## EXERCISE INSTRUCTIONS
Give all of the records again precisely, excluding whatever pictures they contain.

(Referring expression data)
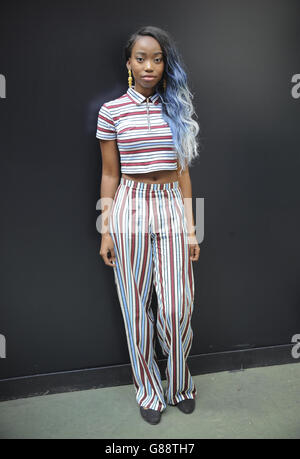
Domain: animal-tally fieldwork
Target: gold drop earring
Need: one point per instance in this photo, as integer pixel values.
(129, 78)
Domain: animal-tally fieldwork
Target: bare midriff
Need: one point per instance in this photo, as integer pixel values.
(154, 177)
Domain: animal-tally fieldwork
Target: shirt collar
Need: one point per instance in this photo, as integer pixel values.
(138, 98)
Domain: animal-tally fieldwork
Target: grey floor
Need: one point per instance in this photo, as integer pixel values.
(254, 403)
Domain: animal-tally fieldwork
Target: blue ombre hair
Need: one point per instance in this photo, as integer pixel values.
(177, 105)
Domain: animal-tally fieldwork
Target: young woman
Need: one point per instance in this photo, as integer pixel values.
(150, 239)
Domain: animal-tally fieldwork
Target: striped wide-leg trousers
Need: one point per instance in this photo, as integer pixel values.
(149, 230)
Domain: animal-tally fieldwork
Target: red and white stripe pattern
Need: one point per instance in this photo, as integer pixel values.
(149, 230)
(144, 138)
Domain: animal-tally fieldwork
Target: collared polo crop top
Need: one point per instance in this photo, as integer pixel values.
(144, 139)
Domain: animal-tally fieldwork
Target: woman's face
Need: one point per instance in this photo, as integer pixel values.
(146, 61)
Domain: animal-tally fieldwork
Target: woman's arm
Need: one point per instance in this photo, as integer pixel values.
(110, 176)
(186, 187)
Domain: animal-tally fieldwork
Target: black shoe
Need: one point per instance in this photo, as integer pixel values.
(151, 416)
(187, 406)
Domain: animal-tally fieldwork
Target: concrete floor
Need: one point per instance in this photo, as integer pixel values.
(254, 403)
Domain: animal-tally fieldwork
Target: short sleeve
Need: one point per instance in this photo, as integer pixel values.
(105, 125)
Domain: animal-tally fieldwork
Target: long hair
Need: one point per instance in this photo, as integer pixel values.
(177, 105)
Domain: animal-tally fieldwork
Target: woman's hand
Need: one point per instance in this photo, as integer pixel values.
(194, 249)
(107, 251)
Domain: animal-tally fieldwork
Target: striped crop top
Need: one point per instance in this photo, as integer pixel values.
(144, 138)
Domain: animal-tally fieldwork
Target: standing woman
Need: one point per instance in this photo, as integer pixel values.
(149, 239)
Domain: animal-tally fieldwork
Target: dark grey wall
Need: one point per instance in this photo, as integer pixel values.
(61, 61)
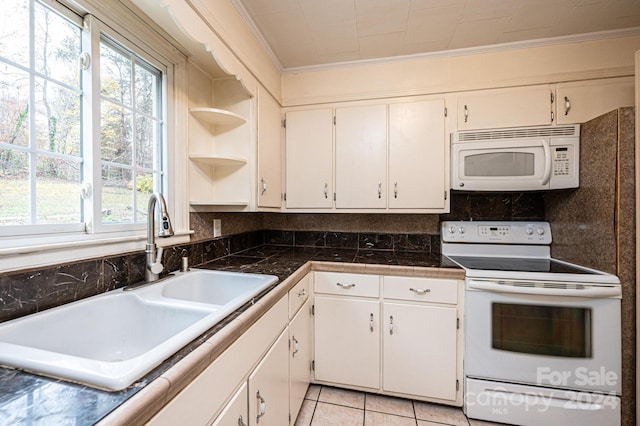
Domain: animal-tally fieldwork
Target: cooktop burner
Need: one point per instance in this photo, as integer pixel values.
(519, 264)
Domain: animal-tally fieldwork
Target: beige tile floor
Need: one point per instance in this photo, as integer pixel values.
(329, 406)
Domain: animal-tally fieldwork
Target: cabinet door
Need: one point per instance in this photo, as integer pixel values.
(361, 157)
(417, 162)
(583, 101)
(300, 357)
(269, 152)
(522, 106)
(236, 411)
(309, 159)
(347, 341)
(419, 350)
(269, 387)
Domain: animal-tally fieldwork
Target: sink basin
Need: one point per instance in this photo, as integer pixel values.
(111, 340)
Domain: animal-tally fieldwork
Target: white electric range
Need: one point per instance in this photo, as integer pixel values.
(542, 336)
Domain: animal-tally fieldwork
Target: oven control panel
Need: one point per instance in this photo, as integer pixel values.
(489, 232)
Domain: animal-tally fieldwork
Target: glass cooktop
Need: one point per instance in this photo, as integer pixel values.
(517, 264)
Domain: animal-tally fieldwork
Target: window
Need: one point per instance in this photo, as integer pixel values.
(40, 117)
(90, 107)
(130, 134)
(54, 176)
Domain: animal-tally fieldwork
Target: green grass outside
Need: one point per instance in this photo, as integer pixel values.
(59, 202)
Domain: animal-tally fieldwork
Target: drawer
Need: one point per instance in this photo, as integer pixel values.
(421, 289)
(299, 294)
(347, 284)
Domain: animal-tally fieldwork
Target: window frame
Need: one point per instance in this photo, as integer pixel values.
(153, 45)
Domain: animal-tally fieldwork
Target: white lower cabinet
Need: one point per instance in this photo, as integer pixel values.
(269, 387)
(300, 354)
(347, 341)
(413, 349)
(419, 350)
(236, 413)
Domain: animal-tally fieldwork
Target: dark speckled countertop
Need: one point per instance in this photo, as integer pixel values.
(36, 400)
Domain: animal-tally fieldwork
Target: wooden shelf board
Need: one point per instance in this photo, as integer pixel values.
(217, 116)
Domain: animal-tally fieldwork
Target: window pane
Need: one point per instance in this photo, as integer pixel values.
(57, 44)
(57, 118)
(146, 143)
(115, 75)
(146, 89)
(14, 187)
(117, 194)
(14, 31)
(116, 134)
(144, 189)
(58, 191)
(14, 106)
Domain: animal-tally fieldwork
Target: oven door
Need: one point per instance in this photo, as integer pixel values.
(501, 165)
(552, 337)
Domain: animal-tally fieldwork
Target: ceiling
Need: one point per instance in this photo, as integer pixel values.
(311, 33)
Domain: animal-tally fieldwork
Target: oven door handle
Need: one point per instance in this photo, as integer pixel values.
(591, 292)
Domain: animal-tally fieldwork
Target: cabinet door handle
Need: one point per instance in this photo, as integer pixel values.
(262, 407)
(264, 186)
(345, 285)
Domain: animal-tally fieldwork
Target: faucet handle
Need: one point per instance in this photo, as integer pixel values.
(156, 265)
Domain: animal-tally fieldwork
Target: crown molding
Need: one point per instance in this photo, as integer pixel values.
(257, 33)
(502, 47)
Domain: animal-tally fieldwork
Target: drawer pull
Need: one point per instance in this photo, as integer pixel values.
(345, 285)
(262, 407)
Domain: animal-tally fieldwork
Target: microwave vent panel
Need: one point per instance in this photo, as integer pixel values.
(519, 133)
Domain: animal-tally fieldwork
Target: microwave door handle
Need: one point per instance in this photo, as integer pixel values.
(547, 163)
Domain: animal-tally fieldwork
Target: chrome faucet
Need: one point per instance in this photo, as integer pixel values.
(154, 254)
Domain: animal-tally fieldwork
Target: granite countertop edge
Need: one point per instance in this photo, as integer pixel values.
(142, 406)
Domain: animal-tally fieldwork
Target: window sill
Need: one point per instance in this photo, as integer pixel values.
(35, 252)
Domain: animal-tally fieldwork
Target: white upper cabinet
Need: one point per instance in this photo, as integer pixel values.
(582, 101)
(361, 157)
(513, 107)
(309, 159)
(417, 161)
(269, 151)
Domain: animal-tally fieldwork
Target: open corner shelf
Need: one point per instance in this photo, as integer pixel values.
(218, 160)
(217, 116)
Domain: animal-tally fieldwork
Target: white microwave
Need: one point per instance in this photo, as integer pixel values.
(517, 159)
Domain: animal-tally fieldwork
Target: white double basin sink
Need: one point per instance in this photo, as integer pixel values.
(113, 339)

## REPLY TO THE EXERCISE
Domain: animal-tally fieldwork
Target: gold drop earring
Need: one point per instance in this photo, as integer pixel values.
(129, 78)
Domain: animal-tally fieldwork
Target: bare midriff
Need: one point per instance in this photo, as integer pixel values.
(154, 177)
Domain: animal-tally fieldwork
Target: shirt collar
Need: one point per instance in this photo, as integer pixel values.
(138, 98)
Domain: animal-tally fieldwork
Target: grey floor
Need: one point per instance in this photo, as integer pixel values.
(254, 403)
Domain: animal-tally fieldwork
Target: blue ombre hair
Need: one point per instance in this photo, as integer pixel values.
(177, 105)
Domain: animal-tally fieldwork
Target: young woman
Need: one point per instance in this photo, as integer pixel values.
(150, 239)
Domain: animal-tally fieldwork
Target: striped wide-leg trousers
Need: one point per instance in this photo, as integer pixel values.
(149, 230)
Domain: animal-tally fieldwork
Target: red and white stripe pattern
Need: one point per instance in this photo, as integer pixel values.
(149, 230)
(144, 138)
Domain: animal-tally fieldwork
Target: collared polo crop top
Need: one point per instance in this photo, as integer pixel values.
(144, 139)
Domain: animal-tally fieldwork
Target: woman's face
Need: one point per instance in this photo, as integer pixel values.
(146, 61)
Domain: animal-tally fieldwork
Target: woman's arm
Need: one point per instance in this photo, as integer pixel values.
(110, 176)
(186, 187)
Domain: animal-tally fieldwork
Target: black shoe
Need: one point per instance in this photo, as integer pixel values.
(151, 416)
(187, 406)
Domain: animal-tally fieldwork
Target: concrete floor
Need: one point per instance in this photo, as integer pixel values.
(254, 403)
Domain: animal-tally fieldwork
Target: short sleeve
Need: one point per instance in this photo, as integer pixel values.
(105, 125)
Domain: animal-tally fieldwork
Target: long hair
Need: one point per instance in this photo, as integer pixel values.
(177, 105)
Domain: animal-tally fieldwork
Target: woman's hand
Need: one point per instance in this photo, as integer pixel values.
(194, 249)
(107, 251)
Domain: animal-tally fieldwork
Target: striped crop top
Need: one point per instance in this photo, as integer pixel values.
(144, 138)
Domain: animal-tally fieldwork
Target: standing woman
Need: one point per instance in this photo, as integer pixel values.
(149, 239)
Domain: animal-tally fieldwork
Target: dark grey wall
Need: one point per instance in this photo, as integer pixel values.
(61, 61)
Domain: animal-tally fieldwork
Target: cooktop burner
Need: one point per instance in this photo, as integer pixel values.
(519, 264)
Domain: animal-tally fieldwork
Target: beige tile floor
Need: one point per instance in this photo, as integer pixel values.
(329, 406)
Domain: animal-tally fieldwork
Target: cabinet door
Need: one point per instance in this photo, as integer pixel values.
(361, 157)
(417, 162)
(583, 101)
(300, 357)
(269, 152)
(522, 106)
(236, 411)
(309, 159)
(347, 341)
(419, 350)
(269, 387)
Domain: animal-tally fieldwork
Target: sink basin
Need: one point per instance in this photo, as integer pixel values.
(111, 340)
Domain: animal-tally fieldwork
Target: white electric range
Need: one point per instance in this photo, as integer pixel values.
(542, 336)
Domain: animal-tally fieldwork
Target: oven control panel
Need: one point per instance in this photo, as integer pixel values.
(489, 232)
Domain: animal-tally fieldwork
Target: glass cooktop
Need: one point per instance in this photo, as integer pixel values.
(517, 264)
Domain: animal-tally fieldwork
Target: window
Need: one point per instance in this photo, as integer pixel values.
(40, 117)
(90, 107)
(130, 134)
(54, 176)
Domain: animal-tally fieldwork
Target: green grass outside
Need: one point per instance in this photo, as integer pixel values.
(59, 202)
Domain: animal-tally fieldwork
Target: drawer
Need: one point per instance in this photo, as integer pixel values.
(421, 289)
(299, 294)
(347, 284)
Domain: animal-tally fieldwork
Target: window frame
Need: one point per instance in this photo, as integer pixel values.
(153, 45)
Domain: animal-tally fieldwork
Target: white lower cabinet
Need: one point per instance in this photo, as integer pixel values.
(269, 387)
(300, 354)
(347, 341)
(413, 349)
(419, 350)
(236, 413)
Domain: animal-tally fieldwork
Target: dark speckled countertop
Need: one point per instance in this photo, as integer pixel values.
(36, 400)
Domain: animal-tally fieldwork
Target: wooden shelf board
Need: one point per instance in this photo, as integer pixel values.
(217, 116)
Domain: animal-tally fieldwork
Target: window pane
Need: one point per instance in this photo, as integer pixel values.
(57, 44)
(57, 118)
(146, 143)
(115, 75)
(146, 89)
(14, 187)
(117, 194)
(14, 31)
(116, 134)
(144, 189)
(58, 191)
(14, 106)
Domain: animal-tally fieldwork
Target: oven door
Need: one point per instance in this photo, as integer pixel values.
(501, 165)
(552, 337)
Domain: animal-tally fieldwork
Target: ceiling
Need: one point per instance in this photo, as integer pixel values.
(311, 33)
Domain: animal-tally fieldwork
Target: oven door handle
Need: one point per instance in this photo, as integer pixel values.
(591, 292)
Domain: animal-tally fieldwork
Target: cabinet door handle
Need: one point per instance in this photo, as integer pixel values.
(262, 407)
(264, 186)
(345, 285)
Domain: animal-tally fieldwork
Target: faucet handle
Need: one point per instance in this photo, as integer pixel values.
(156, 265)
Domain: animal-tally fieldwork
Target: crown molding
Need: one point per instance in this photo, as integer pixel values.
(257, 33)
(502, 47)
Domain: animal-tally fieldwork
Target: drawer pull
Need: one point per instance in this photo, as integer pixel values.
(345, 285)
(262, 407)
Domain: animal-tally fieldwork
Target: microwave vent panel
Need: one point per instance in this photo, as integer pixel values.
(519, 133)
Domain: animal-tally fieldwork
Target: microwave door handle
Need: one point per instance in this photo, as integer pixel values.
(547, 163)
Domain: animal-tally fieldwork
Target: chrome faucet
Need: one point per instance in this photo, as integer pixel values.
(154, 254)
Domain: animal-tally fieldwork
Target: granite countertop edge
Need: one point per instance in this photo, as integer pixel values.
(142, 406)
Domain: animal-tally fieldwork
Target: window sill
Need: one point per instance in this photo, as integer pixel values.
(35, 252)
Domain: animal-tally fieldwork
Target: white upper cabinet
Need: one point per instance in this photo, as integer pixel values.
(582, 101)
(361, 157)
(513, 107)
(309, 159)
(417, 161)
(269, 151)
Domain: animal-tally fieldwork
Target: open corner shelf
Need: one point per instance in this photo, as integer pixel values.
(218, 160)
(217, 116)
Domain: animal-tally fieldwork
Target: white microwave
Need: one point per instance in this photo, as integer pixel values.
(517, 159)
Domain: animal-tally fieldwork
Target: white double basin sink
Need: one point per instance in this photo, as integer pixel values.
(113, 339)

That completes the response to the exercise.